Task objective:
Could you return the stretch from the start of the records through the line containing "even-odd fill", both ends included, without altering a single character?

Supplied material:
= = = = = = =
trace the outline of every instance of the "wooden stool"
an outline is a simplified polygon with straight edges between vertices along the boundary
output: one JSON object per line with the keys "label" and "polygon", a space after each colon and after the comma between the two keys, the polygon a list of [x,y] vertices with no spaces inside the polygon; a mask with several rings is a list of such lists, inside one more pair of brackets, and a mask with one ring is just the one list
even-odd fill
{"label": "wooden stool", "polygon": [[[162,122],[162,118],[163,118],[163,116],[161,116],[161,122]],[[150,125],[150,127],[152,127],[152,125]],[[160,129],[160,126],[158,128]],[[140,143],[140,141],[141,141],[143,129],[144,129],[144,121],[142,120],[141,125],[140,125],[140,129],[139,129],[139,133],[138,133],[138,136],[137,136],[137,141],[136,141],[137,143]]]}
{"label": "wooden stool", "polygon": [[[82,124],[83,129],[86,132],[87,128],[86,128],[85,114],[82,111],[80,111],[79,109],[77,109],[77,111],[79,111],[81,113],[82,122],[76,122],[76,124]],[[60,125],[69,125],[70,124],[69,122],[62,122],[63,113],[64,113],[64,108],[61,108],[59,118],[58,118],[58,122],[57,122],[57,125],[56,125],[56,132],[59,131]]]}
= = = = = = =
Task response:
trace the outline of every instance of the "wooden stool"
an outline is a simplified polygon with straight edges between vertices along the boundary
output: one JSON object per line with the keys "label" and "polygon", a space after each colon and after the comma between the two keys, the polygon a list of [x,y] vertices with no spaces inside the polygon; a mask with several rings is a list of such lists, inside one more pair of brackets, and a mask with one ring is just the one list
even-odd fill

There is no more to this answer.